-- TO BE DONE --
[a] Output the part of the trolley jack thread below that opens with the words containing "I use my jack" and closes with "(Jun 28, 2009)", copied exactly.
[b] For each statement below, say yes or no depending on whether the trolley jack thread agrees with it, and quote the deciding words from the thread exactly.
(i) The alloy jack weighs 14kg and costs £87.24 delivered.
(ii) The steel low entry jack comes with no accessories.
(iii) The jack the first poster currently owns, bought from argos, leaks.
[c] Answer these questions using the trolley jack thread below.
(i) What is the weight of the low entry jack with no accessories?
(ii) Where does the first poster need to carry the jack?
(iii) Besides the same reasons as the first poster, what else does carrera2s need a jack for?

━━ PASSAGE

# Liftmaster trolley jacks - who has one?



## Pezza4u (Jun 7, 2007)

I've been looking for an alternative to the costco alloy low entry trolley jack that they no longer sell. I've come across these but have not heard of the brand before.

This is the alloy one they do - Apart from the LED lights it looks identical to the costco one...could they have been made by the same factory, just rebranded? The weight of this is 14kg and costs £87.24 delivered.

This is their steel low entry one - It looks the same as a normal £20 jack just low entry but also includes some sockets and the handle doubles as a lever/wrench, plus the LEDs. The weight of this is 13.2kg and costs £50.99 delivered.

Last one is low entry again but no accessories - Again seems to be the same size as a regular jack just low entry. The weight is 13kg and costs £36.49 delivered.

I'm stating the weight as I need to carry it from my flat to outside and when I transport it in the car. Steel versions of the alloy jack weigh twice as much so they're ruled out. The alloy one has the larger seat plus it has a rubber pad on it, the other 2 have normal sized seats.

I can't see these being any worse than a cheap halfords or argos one but I can't find any reviews apart from those on Amazon.

I use my jack quite alot, either for detailing or working on the car. The one I have at the moment, which I got from argos leaks so needs replacing. I'm tempted to go for the second link (black one) over the alloy one now as I've heard that the roller wheel on the front isn't as stable as 2 separate wheels?

But that alloy one is the cheapest I have found if anyone else is looking for this kind of jack


----------



## carrera2s (Jun 28, 2009)

Hi 

The black one looks very good and i am in the market for one as my existing Halfrauds one packed up! Need for same reasons as you plus lifting my race car!:thumb::thumb:


----------



## theshrew (May 21, 2008)

━━━━
━━ RECORDED INFORMATION

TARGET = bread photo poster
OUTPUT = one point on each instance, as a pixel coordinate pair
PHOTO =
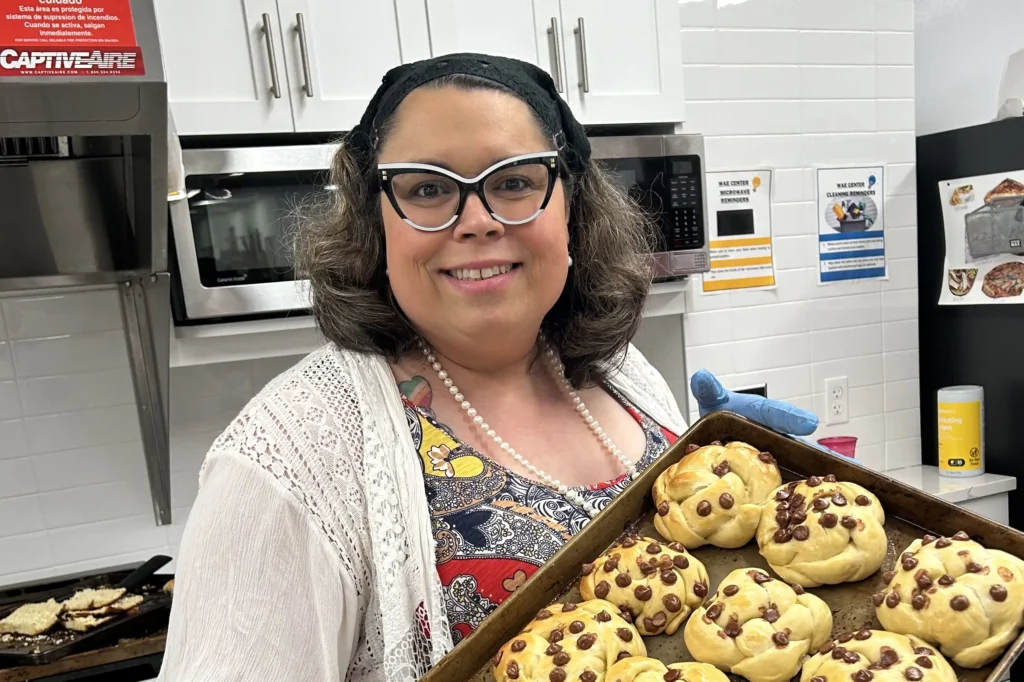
(983, 218)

━━━━

-- ANSWERS FOR THE EXERCISE --
[a]
I use my jack quite alot, either for detailing or working on the car. The one I have at the moment, which I got from argos leaks so needs replacing. I'm tempted to go for the second link (black one) over the alloy one now as I've heard that the roller wheel on the front isn't as stable as 2 separate wheels?

But that alloy one is the cheapest I have found if anyone else is looking for this kind of jack


----------



## carrera2s (Jun 28, 2009)

[b]
(i) Yes: "The weight of this is 14kg and costs £87.24 delivered."
(ii) No: "also includes some sockets and the handle doubles as a lever/wrench, plus the LEDs."
(iii) Yes: "The one I have at the moment, which I got from argos leaks so needs replacing."

[c]
(i) 13kg.
(ii) From their flat to outside, and in the car when transporting it.
(iii) Lifting their race car.